**What to work on**
Each line of the material below that holds the word "gray" needs to be copied.

**Stored data**

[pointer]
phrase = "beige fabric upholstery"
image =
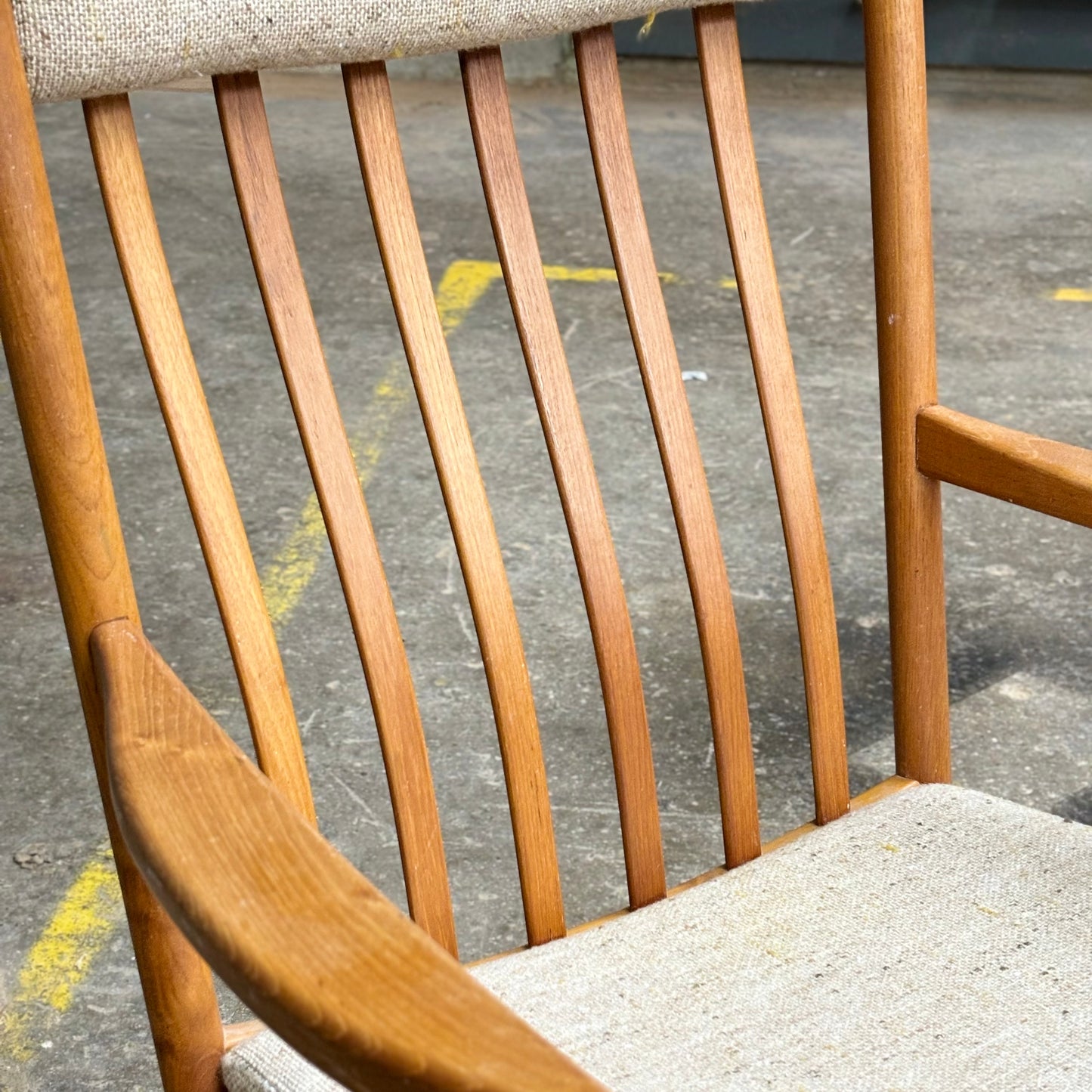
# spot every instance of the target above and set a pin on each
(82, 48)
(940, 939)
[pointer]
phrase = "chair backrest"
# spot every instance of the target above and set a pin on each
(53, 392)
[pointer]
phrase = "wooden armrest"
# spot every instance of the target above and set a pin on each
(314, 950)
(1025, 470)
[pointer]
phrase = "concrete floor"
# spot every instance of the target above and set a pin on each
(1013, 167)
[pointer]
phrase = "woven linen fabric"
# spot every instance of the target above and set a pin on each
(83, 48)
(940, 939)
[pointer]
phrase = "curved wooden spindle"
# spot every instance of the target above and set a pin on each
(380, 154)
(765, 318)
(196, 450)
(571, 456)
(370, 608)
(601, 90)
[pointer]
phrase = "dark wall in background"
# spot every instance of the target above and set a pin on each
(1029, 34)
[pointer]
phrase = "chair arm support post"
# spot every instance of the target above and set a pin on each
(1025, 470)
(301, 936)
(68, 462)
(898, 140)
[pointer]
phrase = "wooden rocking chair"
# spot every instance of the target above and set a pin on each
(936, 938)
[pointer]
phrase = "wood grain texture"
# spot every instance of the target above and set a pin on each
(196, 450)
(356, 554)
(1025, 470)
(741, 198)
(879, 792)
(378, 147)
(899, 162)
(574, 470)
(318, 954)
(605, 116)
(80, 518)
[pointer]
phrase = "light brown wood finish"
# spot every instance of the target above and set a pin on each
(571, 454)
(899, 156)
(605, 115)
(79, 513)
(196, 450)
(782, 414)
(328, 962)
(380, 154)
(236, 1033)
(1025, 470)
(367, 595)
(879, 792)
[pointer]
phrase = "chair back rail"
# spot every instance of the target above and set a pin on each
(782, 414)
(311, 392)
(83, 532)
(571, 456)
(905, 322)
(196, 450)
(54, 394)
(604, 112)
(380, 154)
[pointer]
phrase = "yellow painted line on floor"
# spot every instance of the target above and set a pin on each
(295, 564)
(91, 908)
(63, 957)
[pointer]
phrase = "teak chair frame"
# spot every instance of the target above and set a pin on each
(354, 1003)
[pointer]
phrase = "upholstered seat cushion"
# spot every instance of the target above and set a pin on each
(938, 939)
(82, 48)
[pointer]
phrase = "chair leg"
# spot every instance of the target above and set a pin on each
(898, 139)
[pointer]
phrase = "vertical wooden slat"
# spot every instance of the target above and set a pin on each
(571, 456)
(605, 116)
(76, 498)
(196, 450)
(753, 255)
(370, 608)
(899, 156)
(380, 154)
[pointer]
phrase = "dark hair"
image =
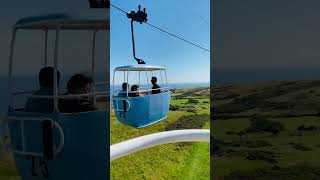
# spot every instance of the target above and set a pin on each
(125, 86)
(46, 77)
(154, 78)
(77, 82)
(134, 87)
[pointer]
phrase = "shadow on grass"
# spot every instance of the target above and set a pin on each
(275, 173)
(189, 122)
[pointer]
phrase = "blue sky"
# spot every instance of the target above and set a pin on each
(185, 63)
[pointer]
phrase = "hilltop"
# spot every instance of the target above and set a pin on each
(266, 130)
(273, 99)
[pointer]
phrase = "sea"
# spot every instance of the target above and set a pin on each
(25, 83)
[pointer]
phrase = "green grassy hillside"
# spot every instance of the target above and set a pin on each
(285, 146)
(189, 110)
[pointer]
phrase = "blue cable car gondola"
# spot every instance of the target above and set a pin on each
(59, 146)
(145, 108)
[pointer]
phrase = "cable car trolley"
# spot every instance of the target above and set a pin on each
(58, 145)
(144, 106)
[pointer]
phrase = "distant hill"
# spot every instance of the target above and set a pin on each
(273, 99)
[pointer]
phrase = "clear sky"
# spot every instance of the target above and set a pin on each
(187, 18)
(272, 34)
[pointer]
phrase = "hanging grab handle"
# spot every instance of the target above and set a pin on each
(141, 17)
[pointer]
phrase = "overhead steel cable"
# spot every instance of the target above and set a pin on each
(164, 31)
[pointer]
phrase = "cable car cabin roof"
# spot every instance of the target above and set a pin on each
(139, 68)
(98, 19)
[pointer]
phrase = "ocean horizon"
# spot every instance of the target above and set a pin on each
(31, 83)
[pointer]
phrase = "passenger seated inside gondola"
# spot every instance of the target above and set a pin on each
==
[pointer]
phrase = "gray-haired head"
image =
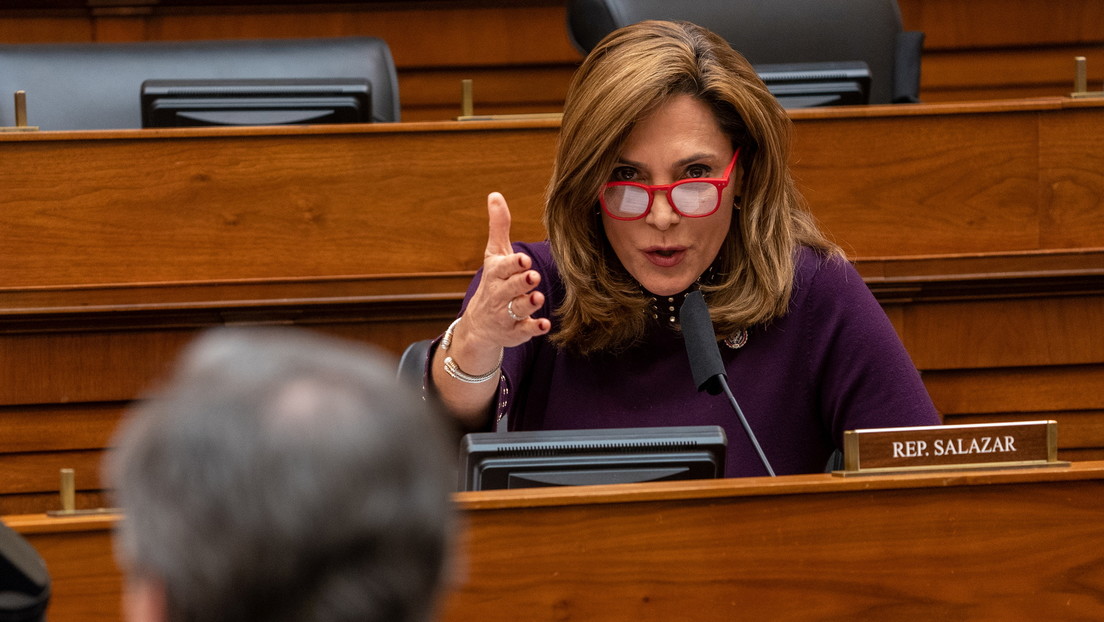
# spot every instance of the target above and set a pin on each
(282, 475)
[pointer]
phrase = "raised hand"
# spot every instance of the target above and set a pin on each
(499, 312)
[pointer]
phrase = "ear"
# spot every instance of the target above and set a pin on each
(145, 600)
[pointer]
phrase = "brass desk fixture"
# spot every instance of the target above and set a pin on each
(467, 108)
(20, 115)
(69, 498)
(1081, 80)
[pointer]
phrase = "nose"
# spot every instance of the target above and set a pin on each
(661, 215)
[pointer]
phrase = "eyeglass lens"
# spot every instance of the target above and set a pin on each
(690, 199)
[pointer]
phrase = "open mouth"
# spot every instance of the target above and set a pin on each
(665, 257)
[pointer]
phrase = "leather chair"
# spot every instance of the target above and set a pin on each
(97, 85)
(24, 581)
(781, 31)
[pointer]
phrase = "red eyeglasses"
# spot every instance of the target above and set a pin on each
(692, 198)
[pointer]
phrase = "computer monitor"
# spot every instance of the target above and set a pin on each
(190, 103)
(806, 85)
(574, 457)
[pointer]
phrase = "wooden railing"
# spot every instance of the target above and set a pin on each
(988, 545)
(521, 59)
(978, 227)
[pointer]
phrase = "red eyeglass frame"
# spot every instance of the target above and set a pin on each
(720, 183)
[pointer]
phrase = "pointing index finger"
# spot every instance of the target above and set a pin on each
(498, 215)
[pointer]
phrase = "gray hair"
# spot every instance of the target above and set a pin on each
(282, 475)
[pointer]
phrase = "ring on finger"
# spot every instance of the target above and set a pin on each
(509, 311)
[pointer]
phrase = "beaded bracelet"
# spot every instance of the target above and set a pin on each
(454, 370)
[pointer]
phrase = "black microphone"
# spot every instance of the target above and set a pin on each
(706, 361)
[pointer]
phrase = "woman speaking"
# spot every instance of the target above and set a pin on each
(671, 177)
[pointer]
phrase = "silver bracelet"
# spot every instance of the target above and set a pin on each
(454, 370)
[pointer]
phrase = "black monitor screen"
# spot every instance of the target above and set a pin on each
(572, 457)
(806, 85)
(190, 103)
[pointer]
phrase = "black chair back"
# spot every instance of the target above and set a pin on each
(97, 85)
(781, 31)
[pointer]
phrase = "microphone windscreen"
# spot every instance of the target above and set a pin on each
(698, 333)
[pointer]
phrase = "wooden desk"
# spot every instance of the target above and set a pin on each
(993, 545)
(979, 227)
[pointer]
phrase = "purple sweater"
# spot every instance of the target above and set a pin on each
==
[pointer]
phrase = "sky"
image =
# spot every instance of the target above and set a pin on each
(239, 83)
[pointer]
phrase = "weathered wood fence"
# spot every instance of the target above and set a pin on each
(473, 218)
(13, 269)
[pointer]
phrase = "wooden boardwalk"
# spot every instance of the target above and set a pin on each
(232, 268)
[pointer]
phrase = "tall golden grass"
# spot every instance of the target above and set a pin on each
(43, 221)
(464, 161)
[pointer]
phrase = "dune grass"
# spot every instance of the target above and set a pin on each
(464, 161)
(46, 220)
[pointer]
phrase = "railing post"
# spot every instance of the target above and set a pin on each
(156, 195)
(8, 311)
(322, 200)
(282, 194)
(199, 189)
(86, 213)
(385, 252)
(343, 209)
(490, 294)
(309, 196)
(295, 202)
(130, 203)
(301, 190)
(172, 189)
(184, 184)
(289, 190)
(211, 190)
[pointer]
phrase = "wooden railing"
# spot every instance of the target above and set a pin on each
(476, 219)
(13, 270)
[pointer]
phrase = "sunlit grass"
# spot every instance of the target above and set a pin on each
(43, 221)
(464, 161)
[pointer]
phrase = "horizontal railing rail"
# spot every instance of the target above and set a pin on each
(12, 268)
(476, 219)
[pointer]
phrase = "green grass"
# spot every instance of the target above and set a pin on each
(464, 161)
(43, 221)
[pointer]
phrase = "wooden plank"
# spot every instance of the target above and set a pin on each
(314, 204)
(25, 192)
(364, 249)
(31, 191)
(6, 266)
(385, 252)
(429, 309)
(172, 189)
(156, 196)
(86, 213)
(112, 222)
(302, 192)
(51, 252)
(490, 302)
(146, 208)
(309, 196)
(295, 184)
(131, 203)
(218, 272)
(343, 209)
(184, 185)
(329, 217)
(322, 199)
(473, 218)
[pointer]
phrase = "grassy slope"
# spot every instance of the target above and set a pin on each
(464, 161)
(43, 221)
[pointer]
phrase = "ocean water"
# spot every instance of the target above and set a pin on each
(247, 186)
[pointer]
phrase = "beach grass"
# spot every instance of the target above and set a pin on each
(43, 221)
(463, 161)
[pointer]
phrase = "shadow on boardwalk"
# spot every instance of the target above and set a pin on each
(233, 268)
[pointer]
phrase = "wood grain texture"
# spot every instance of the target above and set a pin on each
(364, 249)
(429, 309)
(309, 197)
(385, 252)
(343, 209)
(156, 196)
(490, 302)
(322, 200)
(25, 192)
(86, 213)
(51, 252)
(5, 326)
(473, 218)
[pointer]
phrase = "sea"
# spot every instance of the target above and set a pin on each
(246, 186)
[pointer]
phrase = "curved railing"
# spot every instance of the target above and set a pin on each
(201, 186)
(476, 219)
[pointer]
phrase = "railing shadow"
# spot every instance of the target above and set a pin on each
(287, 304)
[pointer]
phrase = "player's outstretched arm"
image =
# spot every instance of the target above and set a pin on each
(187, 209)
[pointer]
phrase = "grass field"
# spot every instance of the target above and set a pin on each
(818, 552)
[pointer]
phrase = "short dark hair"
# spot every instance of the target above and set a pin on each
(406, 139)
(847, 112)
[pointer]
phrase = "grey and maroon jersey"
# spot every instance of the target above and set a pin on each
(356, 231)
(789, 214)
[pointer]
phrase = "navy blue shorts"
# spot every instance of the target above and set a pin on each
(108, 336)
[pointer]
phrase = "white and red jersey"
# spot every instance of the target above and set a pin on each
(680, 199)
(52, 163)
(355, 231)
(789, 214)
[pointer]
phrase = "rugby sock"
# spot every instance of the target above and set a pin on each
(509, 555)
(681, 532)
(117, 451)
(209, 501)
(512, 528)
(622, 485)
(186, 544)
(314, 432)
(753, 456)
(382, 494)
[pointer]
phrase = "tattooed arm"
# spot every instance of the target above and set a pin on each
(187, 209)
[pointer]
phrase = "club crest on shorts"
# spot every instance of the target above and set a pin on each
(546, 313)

**Solved exercise**
phrase = "gray-haired head"
phrase = "gray hair"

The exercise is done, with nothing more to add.